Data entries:
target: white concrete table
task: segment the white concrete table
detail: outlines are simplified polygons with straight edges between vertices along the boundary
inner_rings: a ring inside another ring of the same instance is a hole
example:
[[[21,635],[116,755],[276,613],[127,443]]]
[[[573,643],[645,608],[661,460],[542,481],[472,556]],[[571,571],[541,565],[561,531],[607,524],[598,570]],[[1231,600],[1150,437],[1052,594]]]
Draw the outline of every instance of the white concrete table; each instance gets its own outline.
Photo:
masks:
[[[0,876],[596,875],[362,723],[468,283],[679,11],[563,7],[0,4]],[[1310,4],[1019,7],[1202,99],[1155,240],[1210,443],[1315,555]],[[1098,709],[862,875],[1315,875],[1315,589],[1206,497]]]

Task directions: Convert each line of the data above into a string in a single JSON array, one string per line, omitting any blank lines.

Result of this exercise:
[
  "target: white concrete table",
  "task: segment the white concrete table",
  "detail: outlines are simplified polygons with straight edges between vertices along the boundary",
  "inner_rings: a ring inside another ring of the same instance is a hole",
  "example:",
  "[[[21,635],[116,755],[276,613],[127,443]]]",
  "[[[573,643],[645,608],[661,460],[542,481],[472,556]],[[571,571],[541,565],[561,531],[607,524],[598,570]],[[1231,600],[1150,437],[1052,594]]]",
  "Draw the outline of every instance of the white concrete table; each instance gets its own outline.",
  "Photo:",
  "masks:",
  "[[[0,876],[596,875],[362,723],[468,283],[679,11],[563,7],[0,4]],[[1310,4],[1019,7],[1202,99],[1155,240],[1210,443],[1315,555]],[[1098,709],[862,875],[1315,875],[1315,589],[1206,497]]]"
]